Provided entries >>
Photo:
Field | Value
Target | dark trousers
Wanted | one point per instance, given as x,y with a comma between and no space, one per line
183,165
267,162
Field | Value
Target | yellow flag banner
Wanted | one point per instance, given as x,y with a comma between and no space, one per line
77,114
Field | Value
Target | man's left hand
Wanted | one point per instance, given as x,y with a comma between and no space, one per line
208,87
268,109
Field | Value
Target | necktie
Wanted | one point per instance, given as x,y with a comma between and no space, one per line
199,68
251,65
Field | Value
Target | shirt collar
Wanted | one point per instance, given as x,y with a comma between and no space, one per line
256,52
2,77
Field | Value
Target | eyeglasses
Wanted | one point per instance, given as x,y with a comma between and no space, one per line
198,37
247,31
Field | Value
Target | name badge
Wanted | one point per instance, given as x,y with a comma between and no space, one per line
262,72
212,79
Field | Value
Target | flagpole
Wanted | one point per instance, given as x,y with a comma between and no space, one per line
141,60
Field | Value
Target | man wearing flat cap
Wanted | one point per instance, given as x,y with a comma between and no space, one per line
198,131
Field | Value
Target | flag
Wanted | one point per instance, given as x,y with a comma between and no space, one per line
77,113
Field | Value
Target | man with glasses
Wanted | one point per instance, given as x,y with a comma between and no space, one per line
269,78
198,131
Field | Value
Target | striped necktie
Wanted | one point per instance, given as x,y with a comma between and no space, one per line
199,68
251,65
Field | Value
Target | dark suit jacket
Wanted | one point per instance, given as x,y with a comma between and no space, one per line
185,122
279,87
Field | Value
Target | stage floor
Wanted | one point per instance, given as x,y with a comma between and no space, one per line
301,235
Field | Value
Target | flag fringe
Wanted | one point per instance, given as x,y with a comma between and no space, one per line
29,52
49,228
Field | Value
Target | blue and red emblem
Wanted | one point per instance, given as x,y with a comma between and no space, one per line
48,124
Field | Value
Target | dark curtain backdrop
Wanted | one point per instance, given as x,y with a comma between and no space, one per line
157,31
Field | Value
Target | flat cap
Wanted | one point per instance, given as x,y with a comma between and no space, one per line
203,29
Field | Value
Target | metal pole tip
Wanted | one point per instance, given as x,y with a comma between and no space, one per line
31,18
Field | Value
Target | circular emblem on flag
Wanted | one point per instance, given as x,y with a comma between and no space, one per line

Work request >> What are the lines of the data above that include the string "necktie"? Copy them.

Answer section >>
Target | necktie
Target | striped necktie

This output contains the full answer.